## Extract to read
The Mini-games are the best part of Animal Crossing: Amiibor Festival but that doesn’t isn’t particularly high praise. Of the mini games available, most make sloppy and difficult use of amiibo cards. I was forced to throw down cards like crazy for most of them, making collectibles that I would have preferred to keep pristine into cards that are now bent out of shape. The games were often sad distractions from the chore that the main portion of the game became. It makes Amiibo Festival feel like an avenue to sell amiibo rather than a well thought out and loved game. In my mind I don’t want to believe Nintendo would do that sort of thing.


The best mini-game included was something that has been related to Settlers of Catan, though the only real similarity is the hexagonally shaped tiles you traverse during the game. Desert Island Escape provided the most stimulating experience on the disc, having you control three unique villagers (which you chose via amiibo cards) across an island in search for the materials for a boat. Each character you chose had a special ability and number of moves available making this game substantially more strategic than anything else on offer. I considered including this as one of the great things about the game, but having a single good single-player mini-game on something being sold as a party game isn’t a good thing. I really wish that the entire main game would have been more like this than the bare bones that we got instead.

## Data entries
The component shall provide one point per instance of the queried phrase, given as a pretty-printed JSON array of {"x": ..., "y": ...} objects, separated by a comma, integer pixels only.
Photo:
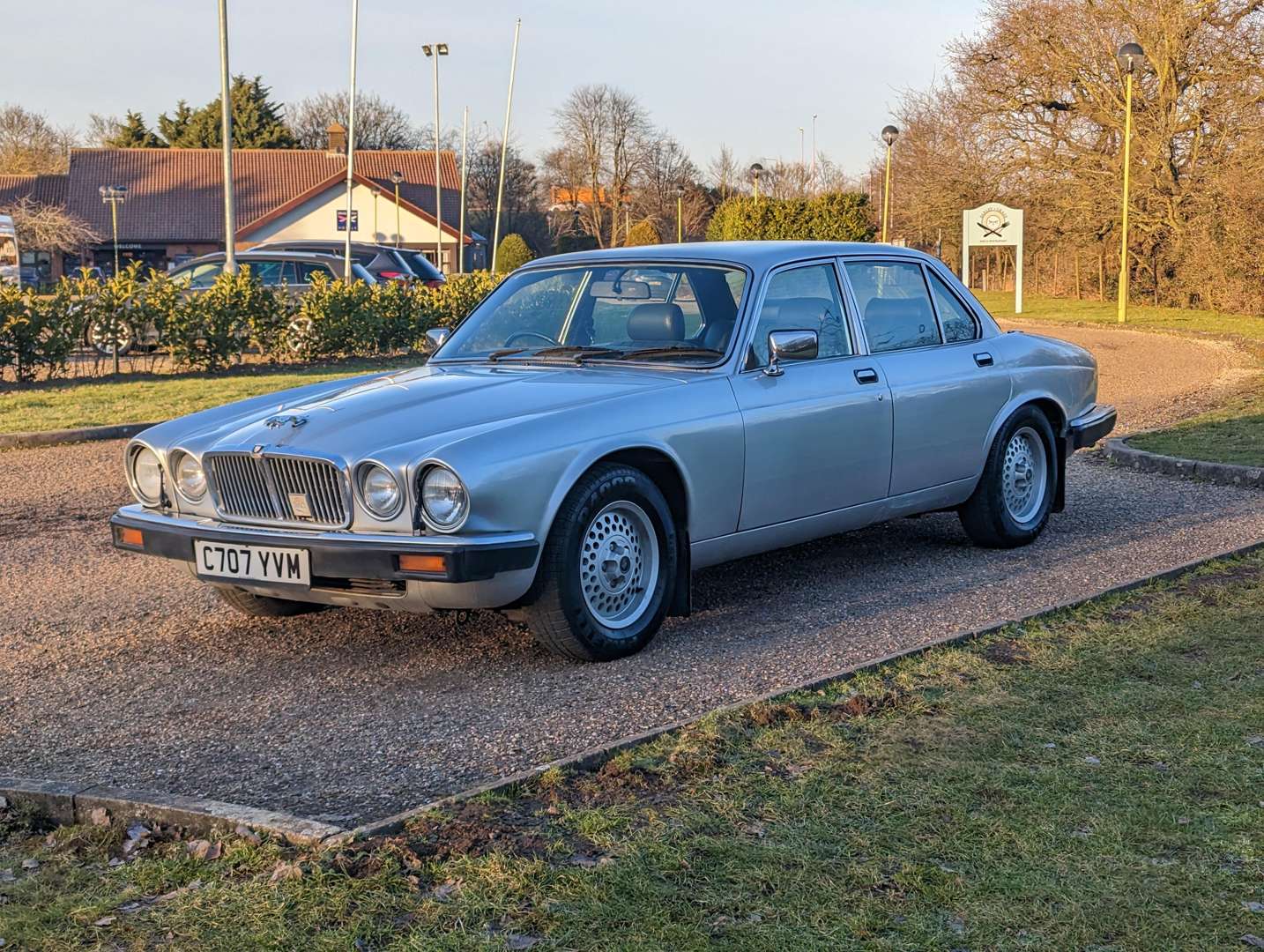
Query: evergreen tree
[
  {"x": 131, "y": 133},
  {"x": 643, "y": 233},
  {"x": 174, "y": 128},
  {"x": 512, "y": 255},
  {"x": 258, "y": 123}
]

## What you will do
(a) Collect each line of the records that contains the string "queried", matching its case exactly.
(b) Continue the review of the Amiibo Festival mini-games, starting right after its final sentence.

## The results
(a)
The component shall provide one point per instance of the queried phrase, given as a pretty-printed JSON array of {"x": ..., "y": ...} objects, separated by a comma, integer pixels only.

(b)
Conclusion

In a lot of ways Animal Crossing: Amiibo Festival was designed to fail. Not because the developers wanted it to fail, but because the way they interpreted the ideology behind Animal Crossing didn’t let it grow into what it’s being sold as. We knew it was going to be a luck based game since it’s showing at E3 this summer. We knew it was going to rely heavily on amiibo and amiibo cards. This game could have been something but instead of wanting to try something new, which is usually Nintendo’s calling card, it decided to be Mario Party Light and just ends up being a disappointment.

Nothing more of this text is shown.